Quoted text =
- - - - -

The simulator uses several key formulas based on queueing theory and exponential distributions:

1. Exponential Distribution

   • To generate an exponentially distributed random variable X with mean α:
     • X = -α * ln(U), where U is a random variable uniformly distributed between 0 and 1.
   • In this project:
     • α = MEAN_INTERARRIVAL for interarrival times.
     • α = MEAN_SERVICE_TIME for service times.

2. Arrival Rate and Service Rate

   • Arrival rate: λ = 1 / MEAN_INTERARRIVAL.
   • Service rate (per computer): μ = 1 / MEAN_SERVICE_TIME.

3. Delay Time (D)

   • For each task, delay = time spent waiting in the queue before service begins.
   • In code, if a task arrives at time a and begins service at time s, then
     • D = s - a.

4. Waiting Time (W)

   • Waiting time = total time in system = delay + service time.

- - - - -

Excerpts of pointing data:
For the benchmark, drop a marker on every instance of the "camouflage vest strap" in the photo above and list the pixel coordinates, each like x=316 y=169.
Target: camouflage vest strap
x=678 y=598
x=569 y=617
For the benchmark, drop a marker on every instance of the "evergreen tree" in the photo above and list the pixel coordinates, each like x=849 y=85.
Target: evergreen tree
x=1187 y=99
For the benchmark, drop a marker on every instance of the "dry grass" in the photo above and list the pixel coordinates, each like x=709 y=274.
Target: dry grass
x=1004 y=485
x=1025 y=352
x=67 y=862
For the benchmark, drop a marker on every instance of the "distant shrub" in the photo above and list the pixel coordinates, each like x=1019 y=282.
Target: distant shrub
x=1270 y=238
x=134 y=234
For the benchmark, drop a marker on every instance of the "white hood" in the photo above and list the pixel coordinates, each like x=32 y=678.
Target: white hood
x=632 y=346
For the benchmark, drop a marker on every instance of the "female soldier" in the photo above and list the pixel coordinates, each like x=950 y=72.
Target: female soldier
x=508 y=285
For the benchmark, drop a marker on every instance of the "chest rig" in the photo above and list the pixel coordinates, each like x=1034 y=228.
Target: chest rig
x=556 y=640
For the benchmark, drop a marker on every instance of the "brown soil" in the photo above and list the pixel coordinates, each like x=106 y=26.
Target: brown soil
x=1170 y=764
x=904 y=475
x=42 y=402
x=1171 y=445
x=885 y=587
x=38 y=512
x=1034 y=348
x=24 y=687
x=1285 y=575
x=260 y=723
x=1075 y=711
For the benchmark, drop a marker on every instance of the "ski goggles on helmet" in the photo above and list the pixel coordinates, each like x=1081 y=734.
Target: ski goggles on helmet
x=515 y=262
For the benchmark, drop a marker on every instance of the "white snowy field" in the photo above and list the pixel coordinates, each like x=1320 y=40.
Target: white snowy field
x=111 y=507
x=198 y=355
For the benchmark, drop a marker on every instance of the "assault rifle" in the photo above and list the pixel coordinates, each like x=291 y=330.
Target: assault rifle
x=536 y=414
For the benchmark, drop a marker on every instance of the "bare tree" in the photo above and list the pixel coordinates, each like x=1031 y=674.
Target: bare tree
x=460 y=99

- - - - -

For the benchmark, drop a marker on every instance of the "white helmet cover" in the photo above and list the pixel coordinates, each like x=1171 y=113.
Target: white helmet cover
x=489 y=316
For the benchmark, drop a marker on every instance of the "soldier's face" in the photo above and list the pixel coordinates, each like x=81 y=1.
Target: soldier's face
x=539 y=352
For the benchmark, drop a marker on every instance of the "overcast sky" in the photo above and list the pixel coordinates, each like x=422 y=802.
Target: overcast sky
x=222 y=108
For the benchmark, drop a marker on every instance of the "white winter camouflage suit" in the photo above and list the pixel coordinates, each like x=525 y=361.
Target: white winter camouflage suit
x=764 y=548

- - - - -

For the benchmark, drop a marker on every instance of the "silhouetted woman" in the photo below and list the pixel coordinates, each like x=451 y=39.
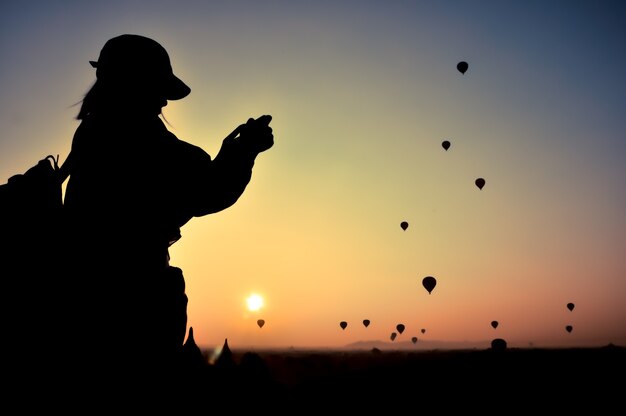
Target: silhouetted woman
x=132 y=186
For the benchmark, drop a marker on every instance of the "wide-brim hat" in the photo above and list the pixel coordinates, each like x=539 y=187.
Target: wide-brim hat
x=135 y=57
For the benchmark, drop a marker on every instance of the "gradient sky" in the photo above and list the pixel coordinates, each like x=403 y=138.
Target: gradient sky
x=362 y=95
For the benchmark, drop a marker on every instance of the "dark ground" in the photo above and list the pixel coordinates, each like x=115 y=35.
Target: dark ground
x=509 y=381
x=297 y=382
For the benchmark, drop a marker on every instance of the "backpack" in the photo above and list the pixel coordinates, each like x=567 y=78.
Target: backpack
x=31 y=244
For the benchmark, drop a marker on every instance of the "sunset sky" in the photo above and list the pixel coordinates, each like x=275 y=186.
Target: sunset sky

- - - - -

Tasks to carry out =
#1 List the headings of the numbered sections in the text on the queueing simulator.
#2 According to the text on the queueing simulator, what formula gives the arrival rate?
#3 Carry the text on the queueing simulator forward from its last line.
This data was taken from a different source than the text on the queueing simulator.

Task results =
#1
1. Exponential Distribution
2. Arrival Rate and Service Rate
3. Delay Time (D)
4. Waiting Time (W)

#2 The arrival rate is λ = 1 / MEAN_INTERARRIVAL.

#3
   • For a task that arrives at time a, begins service at s, and completes at c,
     • W = (s - a) + (c - s) = c - a.

5. Averaging Metrics

   • After simulating all tasks (up to the 5-hour window), we compute:
     • Average Delay = (sum of all D_i) / (Number of tasks),
     • Average Waiting Time = (sum of all W_i) / (Number of tasks).
   • For time-based average queue length:
     • Average Queue Length = (1 / T) * integral from 0 to T of Q(t) dt, which the code approximates by summing up (queue length * Δt) over each event interval.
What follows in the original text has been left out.